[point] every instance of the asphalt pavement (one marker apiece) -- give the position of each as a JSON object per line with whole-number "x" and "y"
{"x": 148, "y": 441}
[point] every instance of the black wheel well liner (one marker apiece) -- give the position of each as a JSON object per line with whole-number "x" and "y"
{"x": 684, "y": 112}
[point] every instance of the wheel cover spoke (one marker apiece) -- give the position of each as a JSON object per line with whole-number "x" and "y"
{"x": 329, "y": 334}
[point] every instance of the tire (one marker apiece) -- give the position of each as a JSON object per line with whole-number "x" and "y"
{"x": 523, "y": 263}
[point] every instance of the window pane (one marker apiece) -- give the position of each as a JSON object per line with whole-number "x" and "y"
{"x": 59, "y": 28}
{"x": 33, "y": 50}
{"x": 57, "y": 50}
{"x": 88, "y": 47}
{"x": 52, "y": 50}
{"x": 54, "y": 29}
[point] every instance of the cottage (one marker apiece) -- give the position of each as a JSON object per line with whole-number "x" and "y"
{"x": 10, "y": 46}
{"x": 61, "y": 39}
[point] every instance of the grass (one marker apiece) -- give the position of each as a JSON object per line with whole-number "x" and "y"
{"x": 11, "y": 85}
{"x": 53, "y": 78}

## TASK PROMPT
Rewrite the records above, substituting "a single marker each" for "one marker apiece" at every occurrence and leaving all other text unchanged.

## FINISHED EXERCISE
[point] every instance of the asphalt pavement (a single marker each) -- give the position of each as a JSON object per line with whole-number "x" and "y"
{"x": 148, "y": 441}
[point] every instance of the black wheel well liner (a single marker each) -- give the position of each as a JSON object per line with whole-number "x" and "y"
{"x": 684, "y": 112}
[point] every instance of the wheel cover spoke (a single marker each) -- give the position of each as a JSON object per line with whole-number "x" and "y"
{"x": 329, "y": 334}
[point] every instance of the tire (a single marker each) -- give the position of each as a JSON object per line with whole-number "x" and "y"
{"x": 523, "y": 263}
[point] every instance of the window pane (a single marker each) -- give the position of each as a JSON object per line with whole-number "x" and "y"
{"x": 59, "y": 28}
{"x": 33, "y": 50}
{"x": 57, "y": 50}
{"x": 88, "y": 47}
{"x": 52, "y": 50}
{"x": 54, "y": 29}
[point] every instance of the cottage (a single marker each) -- give the position of each as a JSON object per line with whole-number "x" and "y"
{"x": 10, "y": 46}
{"x": 61, "y": 39}
[point] every instance of the grass (a single marker each) -- give the position of each as a JSON object per line with whole-number "x" and "y"
{"x": 11, "y": 85}
{"x": 53, "y": 78}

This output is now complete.